Die Koordinatorin des Programms „Kinder und Konsum“ des Alana-Instituts, Maria Mello, die an den Diskussionen auf der Unesco-Veranstaltung in Paris teilnahm, betonte, dass die ganze Welt über die Regulierung von Plattformen debattiert und Fortschritte gemacht hat und dass eine Kommunikationsanstrengung erforderlich ist, um zu zeigen, dass es sich nicht um Zensur handelt. Sie vergleicht zum Beispiel die Maßnahmen, die bereits in Bezug auf den Tabakkonsum in Brasilien ergriffen wurden, wo das Produkt weiterhin produziert und verkauft wird, allerdings auf der Grundlage von Parametern, die der Bevölkerung mehr Sicherheit bieten. „Die Debatte muss ausgeweitet werden, und diese Themen sollten so dringend, transparent und verständlich wie möglich dargestellt werden. Dies war auch ein Punkt des Panels, das wir gestern hier auf der Veranstaltung mit dem Influencer Felipe Neto abgehalten haben, der sich für einen intensiven Dialogprozess mit den Urhebern von Internetinhalten einsetzt, damit sie sich dessen bewusst werden und dazu beitragen können, die Diskussion klarer zu gestalten. Journalisten müssen auch bereit sein, die Texte, die diskutiert werden, besser zu verstehen, ebenso wie die Gesetze anderer Länder, die die Diskussionen inspirieren“, so Mello.

**Aufgabenstellung:**
Beantworten Sie anhand des Lesetexts folgende Fragen:
(a) Welches Programm koordiniert Maria Mello?
(b) Auf Maßnahmen zu welchem Konsum in Brasilien verweist sie als Vergleich?
(c) Mit welchem Influencer fand das Panel auf der Veranstaltung statt?

**Bereitgestellte Daten:**
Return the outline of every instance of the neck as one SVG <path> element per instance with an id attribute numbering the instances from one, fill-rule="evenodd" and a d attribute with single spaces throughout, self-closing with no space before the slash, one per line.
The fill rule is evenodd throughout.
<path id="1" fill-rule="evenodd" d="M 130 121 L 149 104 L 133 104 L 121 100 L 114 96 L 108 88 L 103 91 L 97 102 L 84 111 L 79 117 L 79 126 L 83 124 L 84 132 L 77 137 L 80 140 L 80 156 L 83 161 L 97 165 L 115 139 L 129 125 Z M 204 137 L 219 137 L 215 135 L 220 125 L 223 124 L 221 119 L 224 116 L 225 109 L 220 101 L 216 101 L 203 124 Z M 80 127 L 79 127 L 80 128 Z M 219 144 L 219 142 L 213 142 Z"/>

**Vollständige Antwort:**
(a) Das Programm „Kinder und Konsum“ des Alana-Instituts.
(b) Auf Maßnahmen zum Tabakkonsum.
(c) Mit Felipe Neto.